Data section Block Start
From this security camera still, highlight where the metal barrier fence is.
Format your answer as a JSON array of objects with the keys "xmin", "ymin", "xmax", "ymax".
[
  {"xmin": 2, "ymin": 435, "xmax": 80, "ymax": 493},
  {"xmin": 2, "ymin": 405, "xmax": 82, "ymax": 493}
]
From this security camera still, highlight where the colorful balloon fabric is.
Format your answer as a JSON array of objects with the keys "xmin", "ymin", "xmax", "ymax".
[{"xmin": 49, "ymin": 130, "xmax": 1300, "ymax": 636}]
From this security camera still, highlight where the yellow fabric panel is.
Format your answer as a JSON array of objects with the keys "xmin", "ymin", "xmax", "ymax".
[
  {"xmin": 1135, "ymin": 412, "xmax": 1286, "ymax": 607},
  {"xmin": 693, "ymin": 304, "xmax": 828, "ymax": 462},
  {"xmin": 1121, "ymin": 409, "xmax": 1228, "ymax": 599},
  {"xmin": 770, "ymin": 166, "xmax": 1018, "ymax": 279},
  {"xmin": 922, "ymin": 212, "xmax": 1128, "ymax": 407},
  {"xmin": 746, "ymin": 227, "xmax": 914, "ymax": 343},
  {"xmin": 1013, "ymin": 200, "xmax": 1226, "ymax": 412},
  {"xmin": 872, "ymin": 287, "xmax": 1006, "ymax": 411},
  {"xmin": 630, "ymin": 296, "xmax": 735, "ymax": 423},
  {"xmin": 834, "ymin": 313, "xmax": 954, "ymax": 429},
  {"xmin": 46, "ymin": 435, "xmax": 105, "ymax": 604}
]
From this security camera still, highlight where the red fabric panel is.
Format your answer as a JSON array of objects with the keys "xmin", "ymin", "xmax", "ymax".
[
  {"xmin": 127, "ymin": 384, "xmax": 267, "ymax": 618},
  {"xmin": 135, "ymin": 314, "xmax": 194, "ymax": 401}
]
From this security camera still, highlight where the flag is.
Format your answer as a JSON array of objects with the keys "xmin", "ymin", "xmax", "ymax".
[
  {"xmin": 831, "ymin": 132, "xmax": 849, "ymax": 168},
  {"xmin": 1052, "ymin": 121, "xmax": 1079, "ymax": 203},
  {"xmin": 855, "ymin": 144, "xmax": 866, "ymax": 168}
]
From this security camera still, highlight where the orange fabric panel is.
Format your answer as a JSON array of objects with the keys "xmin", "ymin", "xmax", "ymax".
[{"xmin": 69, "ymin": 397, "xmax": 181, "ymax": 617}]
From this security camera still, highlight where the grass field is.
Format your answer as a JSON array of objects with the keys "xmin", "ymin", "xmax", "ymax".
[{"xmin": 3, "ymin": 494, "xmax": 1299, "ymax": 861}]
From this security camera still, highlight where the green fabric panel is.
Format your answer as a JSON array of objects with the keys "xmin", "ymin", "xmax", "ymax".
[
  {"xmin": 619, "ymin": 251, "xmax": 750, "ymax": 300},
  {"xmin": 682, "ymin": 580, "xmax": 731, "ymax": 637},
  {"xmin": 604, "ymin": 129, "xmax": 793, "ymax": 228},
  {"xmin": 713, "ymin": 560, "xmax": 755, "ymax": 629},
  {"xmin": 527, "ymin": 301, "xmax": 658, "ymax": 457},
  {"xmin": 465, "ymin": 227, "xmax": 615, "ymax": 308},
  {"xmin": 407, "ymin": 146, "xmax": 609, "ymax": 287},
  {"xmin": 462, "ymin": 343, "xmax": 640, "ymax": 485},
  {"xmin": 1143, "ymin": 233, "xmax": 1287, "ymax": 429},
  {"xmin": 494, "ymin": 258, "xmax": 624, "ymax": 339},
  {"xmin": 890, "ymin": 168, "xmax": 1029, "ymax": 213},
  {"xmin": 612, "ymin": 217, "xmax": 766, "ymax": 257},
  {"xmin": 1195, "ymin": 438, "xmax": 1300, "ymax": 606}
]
Data section Block End
* [What needs to be done]
Your task is to reproduce exactly the lines from the one with "From this security camera still, highlight where the green" through the end of the listing. Both ends belong in the answer.

* [Exercise answer]
From this security camera still, highlight where the green fabric panel is.
Format your answer as a JSON array of objects with the keys "xmin", "ymin", "xmax", "ymax".
[
  {"xmin": 619, "ymin": 251, "xmax": 750, "ymax": 300},
  {"xmin": 682, "ymin": 580, "xmax": 731, "ymax": 637},
  {"xmin": 604, "ymin": 129, "xmax": 793, "ymax": 228},
  {"xmin": 713, "ymin": 560, "xmax": 755, "ymax": 629},
  {"xmin": 527, "ymin": 301, "xmax": 658, "ymax": 457},
  {"xmin": 465, "ymin": 227, "xmax": 615, "ymax": 308},
  {"xmin": 407, "ymin": 146, "xmax": 609, "ymax": 287},
  {"xmin": 462, "ymin": 343, "xmax": 640, "ymax": 485},
  {"xmin": 1143, "ymin": 233, "xmax": 1287, "ymax": 429},
  {"xmin": 494, "ymin": 258, "xmax": 624, "ymax": 339},
  {"xmin": 890, "ymin": 168, "xmax": 1029, "ymax": 213},
  {"xmin": 612, "ymin": 217, "xmax": 766, "ymax": 257},
  {"xmin": 1195, "ymin": 438, "xmax": 1300, "ymax": 606}
]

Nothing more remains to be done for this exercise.